Soal tugas:
Dalam teks tentang karya Ibnu Arabi, di mana kitab tafsir Ibnu Arabi setebal 95 jilid yang masih berbentuk manuskrip disimpan?

Karya Ibnu Arabi selain kitab babon yang disebutkan di atas, yaitu kitab Fushush al-Hikam, Tafsir al-Quran al-Karim, terdiri dari dua jilid (ada dua kitab tafsir, 1. Kitab tafsir, dua jilid). Kitab ini sejatinya ditulis oleh muridnya tetapi disandarkan pada nama Ibnu Arabi. Kitab tafsir Ibnu Arabi yang sangat tebal yang sampai sekarang masih berbentuk makhthuthat [manuskrip] terdiri 95 jilid dan tersimpan di perpustakaan Al-Azhar, Cairo-Mesir). Kitab-kitab tersebut antara lain Fushuh al-Himam, al-Washaya, Misykatul Anwar, ad-Dzurrah al-Fakhirah, Istilahat as-Sufiyyah, at-Tanzilat al-Mushaliyyah, Tanbihat ‘ala ‘Uluwwi al-Haqiqah al-Muhammadiyyah, Taujihat al-Huruf, Raddl al-Mutasyabil ila al-Muhkam, al-‘Ajlah, al-Hukmu al-Hatimiyyah, ‘Aqidah fi at-Tauhid, Tahdzib al-Akhlaq, al-Anwar, al-Khalwah al-Mutlaqah, Syajaratul al-Kaun, Kitab al-Alif, Kitab al-Ba’, Kitab al-Ya’, al-‘Abadillah, ar-Risalah al-Wujudiyyah, an-Nur al-Asna, Mawaqi’ an-Nujum, Dzakhair al-A’laq ‘ala Syarh Tarjuman al-Asywaq, al-Amru al-Muhkam, Kitab al-Kunhi, Nafais al-‘Irfan, Tuhfat as-Safarah, ‘Anqa Maghrib, Ruh al-Qudus, Risalah ila Fakhruddin ar-Razi, Kitab al-Jalalah, Ayyamu as-Sya’n, Isnya’ ad-Dawair, ‘Aqlat al-Mustaufiz, at-Tadbirat al-Ilahiyyah, al-Fana, al-I’lam bi-Isyarat Ahli Ilham, al-Qism al-Ilahi, al-Azal, al-Isra’, as-Syahid, al-Jalal wa al-Jamal, al-Qurbah, Kitab al-Mim wa al-Wawu wa an-Nun, Risalah La Yu’awwilu ‘Alaihi, Risalah fi Su’ali Ibnu Sudkin, at-Tarajum, Tadzkirah al-Khawash, al-Intishar, Kitab al-Masail, al-Asfar, Hilyat al-Abdal, al-Washiyyah, Manzilah al-Quthub, Kitab al-Kutub, at-Tajalliyat, Naqshul al-Fushush, Diwan, Tadzkirat al-Khawash, Syaqqul al-Juyub, al-Mabadi’ wa al-Ghayat, Muhadlarah al-Abrar, Rasail al-Masa’il.

Bagian materi:
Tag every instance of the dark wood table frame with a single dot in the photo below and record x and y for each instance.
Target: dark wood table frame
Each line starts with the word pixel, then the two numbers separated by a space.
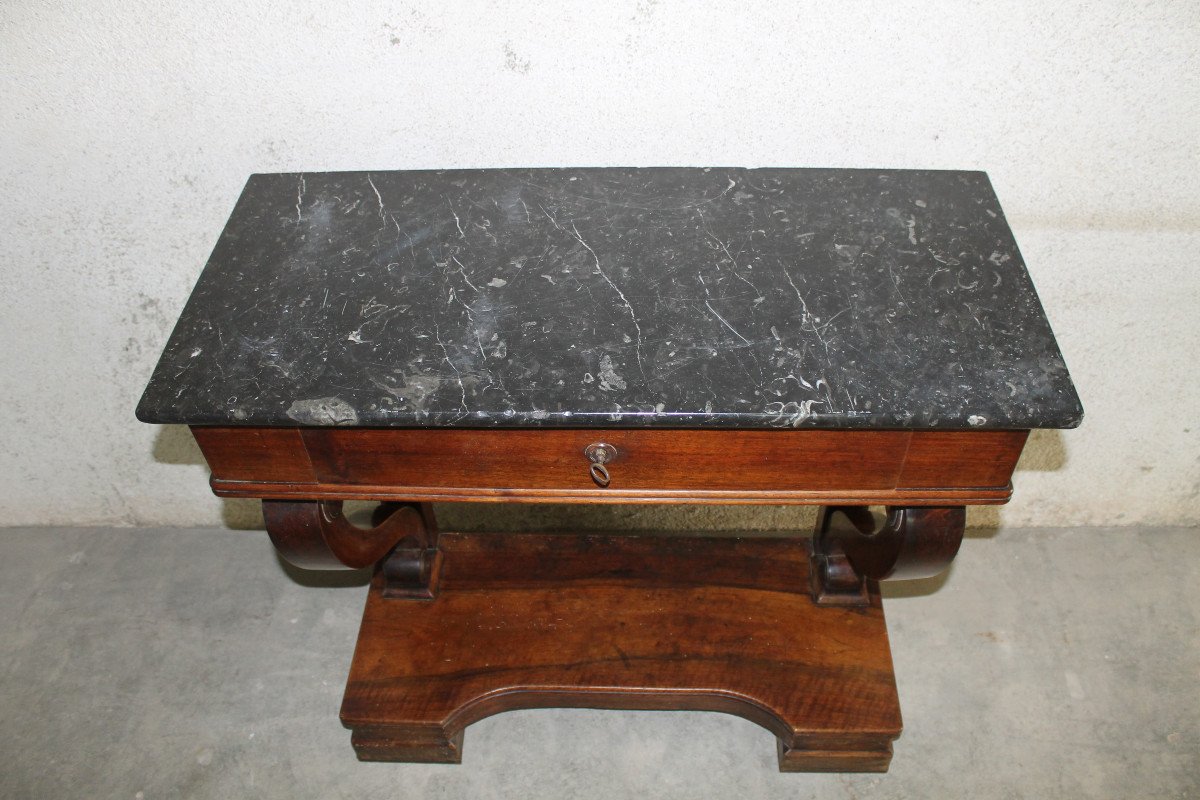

Jawaban soal:
Di perpustakaan Al-Azhar, Cairo, Mesir.